# Work to do:
Please copy the records below word for word, everything from the line containing "of the hubcap" down through the end of the records.
..........
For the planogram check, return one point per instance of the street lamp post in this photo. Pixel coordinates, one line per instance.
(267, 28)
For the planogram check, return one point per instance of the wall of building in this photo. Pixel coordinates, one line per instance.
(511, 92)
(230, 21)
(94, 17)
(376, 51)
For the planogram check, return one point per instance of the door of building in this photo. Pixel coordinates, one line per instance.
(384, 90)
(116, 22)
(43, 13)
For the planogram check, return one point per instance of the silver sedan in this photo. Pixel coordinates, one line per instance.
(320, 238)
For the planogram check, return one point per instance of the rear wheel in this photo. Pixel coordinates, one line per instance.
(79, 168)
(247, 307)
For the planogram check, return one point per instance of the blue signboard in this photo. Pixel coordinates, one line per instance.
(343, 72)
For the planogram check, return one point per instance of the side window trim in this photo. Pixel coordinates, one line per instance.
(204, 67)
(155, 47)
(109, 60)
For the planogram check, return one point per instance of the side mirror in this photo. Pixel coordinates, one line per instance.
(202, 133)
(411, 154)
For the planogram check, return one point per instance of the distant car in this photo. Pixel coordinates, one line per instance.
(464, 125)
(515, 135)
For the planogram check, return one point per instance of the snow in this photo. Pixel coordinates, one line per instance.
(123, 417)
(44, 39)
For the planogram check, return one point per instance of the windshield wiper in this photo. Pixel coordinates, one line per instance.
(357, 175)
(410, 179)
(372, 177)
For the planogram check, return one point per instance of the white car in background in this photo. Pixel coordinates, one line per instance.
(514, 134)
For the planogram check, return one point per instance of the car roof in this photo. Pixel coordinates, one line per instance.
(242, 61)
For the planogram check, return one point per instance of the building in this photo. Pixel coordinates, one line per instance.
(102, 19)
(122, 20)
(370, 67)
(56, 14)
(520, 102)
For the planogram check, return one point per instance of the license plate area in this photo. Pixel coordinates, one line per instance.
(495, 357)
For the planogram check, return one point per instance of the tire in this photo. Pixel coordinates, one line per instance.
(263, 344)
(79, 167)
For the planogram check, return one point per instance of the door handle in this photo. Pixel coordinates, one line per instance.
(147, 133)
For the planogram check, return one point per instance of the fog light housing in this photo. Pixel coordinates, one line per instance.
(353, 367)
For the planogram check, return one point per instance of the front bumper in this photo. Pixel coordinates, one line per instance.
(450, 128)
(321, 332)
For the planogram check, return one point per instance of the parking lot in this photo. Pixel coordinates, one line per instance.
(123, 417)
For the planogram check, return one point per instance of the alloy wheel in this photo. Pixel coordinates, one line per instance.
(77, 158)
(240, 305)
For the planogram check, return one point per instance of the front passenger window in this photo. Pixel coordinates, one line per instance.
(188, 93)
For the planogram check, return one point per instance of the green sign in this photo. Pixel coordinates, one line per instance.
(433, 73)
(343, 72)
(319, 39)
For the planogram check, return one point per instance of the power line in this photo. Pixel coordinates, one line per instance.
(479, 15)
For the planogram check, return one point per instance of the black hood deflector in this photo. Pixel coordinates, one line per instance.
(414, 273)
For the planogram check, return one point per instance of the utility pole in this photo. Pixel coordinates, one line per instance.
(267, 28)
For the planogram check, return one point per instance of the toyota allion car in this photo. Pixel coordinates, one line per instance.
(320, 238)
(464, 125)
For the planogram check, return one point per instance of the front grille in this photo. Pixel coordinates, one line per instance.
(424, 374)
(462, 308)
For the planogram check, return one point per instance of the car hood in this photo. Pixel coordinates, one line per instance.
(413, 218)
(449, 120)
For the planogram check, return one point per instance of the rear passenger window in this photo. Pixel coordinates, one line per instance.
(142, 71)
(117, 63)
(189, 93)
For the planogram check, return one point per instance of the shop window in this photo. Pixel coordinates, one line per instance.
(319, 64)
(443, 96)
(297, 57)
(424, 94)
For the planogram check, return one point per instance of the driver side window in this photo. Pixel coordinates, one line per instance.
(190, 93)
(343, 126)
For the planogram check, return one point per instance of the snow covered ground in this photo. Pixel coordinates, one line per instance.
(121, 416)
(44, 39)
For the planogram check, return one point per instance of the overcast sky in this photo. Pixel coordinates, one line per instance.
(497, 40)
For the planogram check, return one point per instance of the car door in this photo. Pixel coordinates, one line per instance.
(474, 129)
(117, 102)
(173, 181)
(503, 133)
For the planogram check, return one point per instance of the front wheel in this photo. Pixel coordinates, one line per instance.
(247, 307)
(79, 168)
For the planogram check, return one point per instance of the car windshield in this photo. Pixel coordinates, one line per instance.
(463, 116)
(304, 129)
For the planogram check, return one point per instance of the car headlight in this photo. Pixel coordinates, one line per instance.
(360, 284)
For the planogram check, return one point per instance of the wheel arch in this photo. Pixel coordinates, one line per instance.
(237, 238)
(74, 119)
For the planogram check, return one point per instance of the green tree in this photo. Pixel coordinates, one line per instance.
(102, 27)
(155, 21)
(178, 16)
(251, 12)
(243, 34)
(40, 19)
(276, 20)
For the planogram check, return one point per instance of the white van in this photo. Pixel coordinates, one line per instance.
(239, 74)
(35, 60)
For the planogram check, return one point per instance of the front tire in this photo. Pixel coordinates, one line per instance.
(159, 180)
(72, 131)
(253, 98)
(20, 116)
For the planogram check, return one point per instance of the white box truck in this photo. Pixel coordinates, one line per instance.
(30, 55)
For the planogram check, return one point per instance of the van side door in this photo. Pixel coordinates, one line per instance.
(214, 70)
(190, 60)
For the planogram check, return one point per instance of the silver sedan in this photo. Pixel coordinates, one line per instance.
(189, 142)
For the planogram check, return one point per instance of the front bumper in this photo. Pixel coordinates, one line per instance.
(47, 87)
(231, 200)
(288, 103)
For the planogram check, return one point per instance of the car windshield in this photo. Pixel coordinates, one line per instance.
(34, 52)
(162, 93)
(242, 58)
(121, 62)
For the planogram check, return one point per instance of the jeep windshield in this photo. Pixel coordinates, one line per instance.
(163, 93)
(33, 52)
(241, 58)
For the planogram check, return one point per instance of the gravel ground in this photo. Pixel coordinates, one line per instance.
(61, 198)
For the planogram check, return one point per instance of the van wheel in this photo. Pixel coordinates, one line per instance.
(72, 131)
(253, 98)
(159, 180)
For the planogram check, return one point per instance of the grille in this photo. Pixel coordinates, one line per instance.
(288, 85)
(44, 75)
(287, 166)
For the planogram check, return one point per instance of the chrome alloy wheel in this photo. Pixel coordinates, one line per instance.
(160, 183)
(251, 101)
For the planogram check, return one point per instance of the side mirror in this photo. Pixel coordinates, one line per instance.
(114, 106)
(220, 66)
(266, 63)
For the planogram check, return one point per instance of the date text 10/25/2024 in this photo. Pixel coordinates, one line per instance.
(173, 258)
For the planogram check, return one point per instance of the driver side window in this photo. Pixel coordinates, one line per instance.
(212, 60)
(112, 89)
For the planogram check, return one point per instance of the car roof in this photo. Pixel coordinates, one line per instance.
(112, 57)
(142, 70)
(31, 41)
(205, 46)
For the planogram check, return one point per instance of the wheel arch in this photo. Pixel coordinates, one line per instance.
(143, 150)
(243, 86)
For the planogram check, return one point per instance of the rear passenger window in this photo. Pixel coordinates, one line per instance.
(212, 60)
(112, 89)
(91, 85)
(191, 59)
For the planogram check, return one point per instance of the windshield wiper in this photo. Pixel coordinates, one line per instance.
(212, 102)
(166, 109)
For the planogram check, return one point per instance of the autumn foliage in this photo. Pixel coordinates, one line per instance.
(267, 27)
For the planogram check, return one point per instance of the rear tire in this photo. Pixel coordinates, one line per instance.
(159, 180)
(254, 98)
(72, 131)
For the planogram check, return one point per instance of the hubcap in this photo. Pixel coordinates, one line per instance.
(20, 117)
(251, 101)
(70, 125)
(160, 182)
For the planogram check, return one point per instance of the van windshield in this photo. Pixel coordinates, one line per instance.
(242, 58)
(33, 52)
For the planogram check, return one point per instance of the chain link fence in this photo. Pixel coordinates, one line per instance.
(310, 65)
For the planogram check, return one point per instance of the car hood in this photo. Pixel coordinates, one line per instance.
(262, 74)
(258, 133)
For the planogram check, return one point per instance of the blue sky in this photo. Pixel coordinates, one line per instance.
..........
# Result for this exercise:
For the planogram check, return one point per instance of the hubcap in this photo. Pixel coordinates, one line per instance.
(20, 117)
(251, 101)
(70, 125)
(160, 182)
For the planogram check, return one point per instance of the van windshield in this photo. Pixel coordinates, one line per instance.
(242, 58)
(33, 52)
For the planogram check, return one point per instance of the chain link fence in this photo. Pixel coordinates, one line per instance.
(310, 65)
For the planogram check, return one point per instance of the car hood in this photo. Pixel coordinates, one line per instance.
(262, 74)
(258, 133)
For the planogram check, return one point per instance of the blue sky in this photo. Pixel coordinates, one line per instance.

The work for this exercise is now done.